* [Complete the following]
1. Answer these questions using the excerpt about Tasker:
(a) What function does the writer call to look up a spreadsheet's name and return its code?
(b) What tool will be used to call the web service?
(c) Which widget will show the weight on the phone's screen?
2. Write out the passage in the excerpt about Tasker from "The example I’m" to "widget for android.".

* [Excerpt]
NOTE: I have a spreadsheet where I record the “name” of all my spreadsheets and the unique code that google assigns it, I have a function referred to above called getSheetID that I can call to look up the name and return the code for the spreadsheet rather than “remembering” and passing around the really long and ambiguous strings. This is a very slight modification to the function I have already described.

Now you have a working web service where you can, from your browser, enter a URL and get access to any data item you want. How do we now make this accessible from your Android phone?

To do this we are going to use Tasker to call the web service (it’s just a URL remember) read the returned value, store it in a Tasker variable and then do “something”.

The example I’m going to use is to read my current weight from my weight tracking spreadsheet (logged automatically via my WiFi FitBit scales and an auto API extract of course) via the web service and then display it on the screen of my phone via the Minimalistic Text widget for android.

I’m not going to go into the nitty gritty of Tasker – there are various other sites that cover than in greater depth than me.

* [Information provided]

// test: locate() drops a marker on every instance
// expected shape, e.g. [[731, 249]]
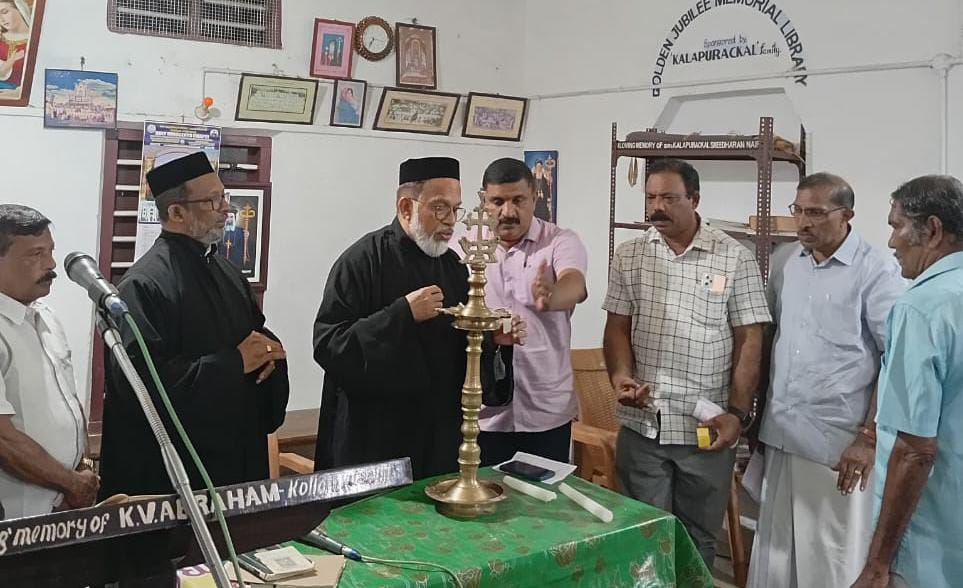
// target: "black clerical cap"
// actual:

* [Answers]
1.
(a) getSheetID
(b) Tasker
(c) The Minimalistic Text widget for Android

2.
The example I’m going to use is to read my current weight from my weight tracking spreadsheet (logged automatically via my WiFi FitBit scales and an auto API extract of course) via the web service and then display it on the screen of my phone via the Minimalistic Text widget for android.